Text to read
○ ○ ○ ○ ○

The flag of the state of Vermont displays the coat of arms and motto of the U.S. state of Vermont ("Freedom and Unity") on a rectangular blue background. The Vermont General Assembly adopted this flag on June 1, 1923.

Multiple versions of the flag have been used throughout history. Originally, the flag was the flag of the Green Mountain Boys. It was then changed to look similar to the flag of the United States, with red and white stripes and a blue canton. It was changed again to be dissimilar to avoid confusion. Proposals have been considered to revert the flag to the Green Mountain Boys' design, but none have succeeded.

Symbolism
The flag consists of the state's coat of arms and motto on a field of azure. While the pine needle supporters of the coat of arms are represented throughout New England and symbolizes the small pine branches worn at the Battle of Plattsburgh near the end of the War of 1812, the pine tree in the middle of the coat of arms represents the Vermont forests. The cow and three sheaves of wheat represent the dairy and agriculture industries. The deer head on top represents Vermont's wildlife. The Green Mountains are in the background as well. The motto, "Freedom and Unity", is also used. The motto balances two different ideals, the freedom of the individual citizen, and the welfare of the common good.

History

There is no extant record of a design for an official Vermont flag prior to 1804, although Ira Allen's design—common to both the Great Seal of Vermont and the coat of arms of Vermont—dates to 1778. While an official government flag might not have existed prior to 1804, the Vermont militia—known as the Green Mountain Boys—was formed in 1770, and remaining accounts record use of the flag of the Green Mountain Boys as far back as 1777.

○ ○ ○ ○ ○

Records from a data collection:
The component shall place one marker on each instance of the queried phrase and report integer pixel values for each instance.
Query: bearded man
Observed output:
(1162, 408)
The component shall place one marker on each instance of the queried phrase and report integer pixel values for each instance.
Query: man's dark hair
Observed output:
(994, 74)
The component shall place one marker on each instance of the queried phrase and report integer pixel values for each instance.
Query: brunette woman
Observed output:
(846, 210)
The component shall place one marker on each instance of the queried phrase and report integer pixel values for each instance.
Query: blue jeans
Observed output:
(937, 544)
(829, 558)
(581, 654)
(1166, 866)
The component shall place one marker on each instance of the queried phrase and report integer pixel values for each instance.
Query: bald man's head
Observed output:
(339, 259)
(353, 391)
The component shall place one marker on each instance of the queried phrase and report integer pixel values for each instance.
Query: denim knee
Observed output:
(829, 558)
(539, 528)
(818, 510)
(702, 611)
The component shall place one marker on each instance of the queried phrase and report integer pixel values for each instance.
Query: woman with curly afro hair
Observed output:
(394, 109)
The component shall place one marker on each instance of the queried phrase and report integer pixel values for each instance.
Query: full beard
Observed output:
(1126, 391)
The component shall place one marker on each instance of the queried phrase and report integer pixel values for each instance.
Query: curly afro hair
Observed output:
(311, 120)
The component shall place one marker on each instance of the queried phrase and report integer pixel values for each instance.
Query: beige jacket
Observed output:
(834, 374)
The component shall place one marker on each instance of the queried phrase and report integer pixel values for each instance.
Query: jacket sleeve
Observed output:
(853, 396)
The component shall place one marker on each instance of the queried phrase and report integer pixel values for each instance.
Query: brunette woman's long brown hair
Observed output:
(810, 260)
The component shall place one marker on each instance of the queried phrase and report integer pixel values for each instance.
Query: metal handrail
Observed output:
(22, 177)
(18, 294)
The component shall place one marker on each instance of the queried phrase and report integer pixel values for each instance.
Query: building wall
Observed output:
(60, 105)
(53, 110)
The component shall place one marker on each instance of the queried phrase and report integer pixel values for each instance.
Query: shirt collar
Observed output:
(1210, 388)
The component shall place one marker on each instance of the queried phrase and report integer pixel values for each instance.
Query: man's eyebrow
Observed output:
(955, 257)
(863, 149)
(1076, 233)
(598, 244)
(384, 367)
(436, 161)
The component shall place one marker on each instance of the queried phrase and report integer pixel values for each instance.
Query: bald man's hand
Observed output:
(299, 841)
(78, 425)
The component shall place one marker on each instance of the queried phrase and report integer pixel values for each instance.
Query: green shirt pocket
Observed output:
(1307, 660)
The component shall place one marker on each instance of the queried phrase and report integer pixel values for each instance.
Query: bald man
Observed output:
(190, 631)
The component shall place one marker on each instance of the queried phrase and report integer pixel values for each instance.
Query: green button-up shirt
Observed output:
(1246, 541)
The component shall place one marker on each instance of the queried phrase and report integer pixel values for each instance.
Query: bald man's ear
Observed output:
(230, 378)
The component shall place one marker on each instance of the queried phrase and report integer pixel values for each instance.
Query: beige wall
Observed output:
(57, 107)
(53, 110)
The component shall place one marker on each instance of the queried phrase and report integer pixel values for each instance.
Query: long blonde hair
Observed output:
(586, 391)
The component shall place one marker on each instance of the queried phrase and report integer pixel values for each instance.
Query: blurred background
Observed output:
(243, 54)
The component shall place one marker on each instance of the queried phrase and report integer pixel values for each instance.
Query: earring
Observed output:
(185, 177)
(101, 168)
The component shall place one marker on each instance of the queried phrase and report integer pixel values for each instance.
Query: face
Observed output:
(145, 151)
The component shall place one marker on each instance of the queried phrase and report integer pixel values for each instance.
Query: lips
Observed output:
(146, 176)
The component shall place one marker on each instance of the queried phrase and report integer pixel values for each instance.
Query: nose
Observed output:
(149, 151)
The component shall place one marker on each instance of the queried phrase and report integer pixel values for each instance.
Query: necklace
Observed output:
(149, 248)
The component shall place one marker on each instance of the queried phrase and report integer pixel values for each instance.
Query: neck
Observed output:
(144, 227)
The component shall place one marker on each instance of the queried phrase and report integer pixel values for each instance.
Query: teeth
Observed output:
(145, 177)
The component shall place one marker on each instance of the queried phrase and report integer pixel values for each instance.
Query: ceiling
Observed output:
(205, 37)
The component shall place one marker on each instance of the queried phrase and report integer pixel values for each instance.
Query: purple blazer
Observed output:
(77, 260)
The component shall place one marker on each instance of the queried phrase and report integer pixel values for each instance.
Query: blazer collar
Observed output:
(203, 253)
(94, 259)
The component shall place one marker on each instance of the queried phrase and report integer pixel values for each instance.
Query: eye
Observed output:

○ ○ ○ ○ ○

Problem set
1. When did the Vermont General Assembly adopt the flag, according to the text about the Vermont flag?
2. Pick up the text about the Vermont flag after its final sentence and keep writing.

Expected outputs
1. June 1, 1923.

2.
On May 1, 1804, the number of U.S. states rose to seventeen, and it was expected that the U.S. flag would change to 17 stars and 17 stripes. In anticipation, Vermont adopted the expected new U.S. flag design with the addition of the name "VERMONT" embroidered along the top. The U.S. flag did not add any stripes, resulting in the Vermont flag having more stripes than the national flag.

On October 20, 1837, Vermont changed its flag to a design based on the 13-stripe U.S. flag, but with the multiple stars of the blue canton replaced with a single large star surrounding Vermont's coat of arms. The flags based on these specifications varied in the number of points on the star (five and eight, with eight slightly more common), and the exact details of the center of the star (with either the Great Seal or the coat of arms being used).

During the American Civil War, the Spanish–American War and World War I, the Vermont militia fought under a banner composed of the coat of arms of Vermont on a blue field. This was essentially the same as the Vermont governor's flag, and very similar to the current state flag.

Because of confusion between the striped Vermont state flag and the U.S. flag, the design of the Vermont governor's flag was adopted as the official state flag on June 1, 1923.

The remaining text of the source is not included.